Task description: Copy out, from the data below, each line in which the word "tree" occurs.
======== Supplied records ========
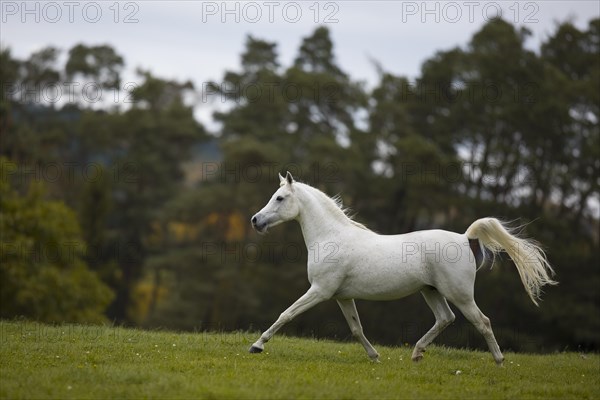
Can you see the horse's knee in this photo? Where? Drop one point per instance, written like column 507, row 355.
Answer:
column 284, row 318
column 448, row 319
column 357, row 332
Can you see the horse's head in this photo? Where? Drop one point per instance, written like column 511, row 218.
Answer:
column 282, row 207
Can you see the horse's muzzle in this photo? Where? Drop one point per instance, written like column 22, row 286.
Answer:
column 259, row 226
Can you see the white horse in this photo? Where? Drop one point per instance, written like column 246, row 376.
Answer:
column 347, row 261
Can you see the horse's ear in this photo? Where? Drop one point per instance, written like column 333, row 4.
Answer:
column 289, row 178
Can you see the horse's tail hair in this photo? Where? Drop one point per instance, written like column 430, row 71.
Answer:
column 527, row 254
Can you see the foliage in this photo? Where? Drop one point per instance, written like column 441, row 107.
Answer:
column 43, row 274
column 489, row 128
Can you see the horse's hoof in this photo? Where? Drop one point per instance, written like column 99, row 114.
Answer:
column 255, row 350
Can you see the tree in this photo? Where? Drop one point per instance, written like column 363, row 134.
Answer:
column 42, row 272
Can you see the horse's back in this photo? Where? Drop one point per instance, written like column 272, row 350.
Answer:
column 383, row 267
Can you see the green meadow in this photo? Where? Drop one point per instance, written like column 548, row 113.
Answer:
column 98, row 362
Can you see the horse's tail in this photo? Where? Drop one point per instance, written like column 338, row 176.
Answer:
column 528, row 256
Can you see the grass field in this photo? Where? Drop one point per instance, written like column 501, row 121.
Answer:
column 71, row 361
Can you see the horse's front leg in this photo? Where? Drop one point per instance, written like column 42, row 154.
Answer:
column 311, row 298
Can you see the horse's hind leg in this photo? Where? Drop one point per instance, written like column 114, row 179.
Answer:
column 349, row 310
column 482, row 323
column 443, row 317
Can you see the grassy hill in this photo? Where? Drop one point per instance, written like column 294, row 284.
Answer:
column 72, row 361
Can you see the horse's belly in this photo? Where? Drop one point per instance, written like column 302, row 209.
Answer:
column 380, row 285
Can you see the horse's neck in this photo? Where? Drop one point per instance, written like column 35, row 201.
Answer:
column 316, row 220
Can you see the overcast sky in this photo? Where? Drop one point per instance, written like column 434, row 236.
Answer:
column 199, row 40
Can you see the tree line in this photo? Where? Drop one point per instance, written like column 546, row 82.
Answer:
column 135, row 213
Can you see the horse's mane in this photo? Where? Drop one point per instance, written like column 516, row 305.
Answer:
column 333, row 204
========
Result:
Can you see the tree in this photo? Where? Drop one point per instance, written like column 363, row 134.
Can you see the tree line in this photo? Where? Drop one point per instance, written like column 546, row 82.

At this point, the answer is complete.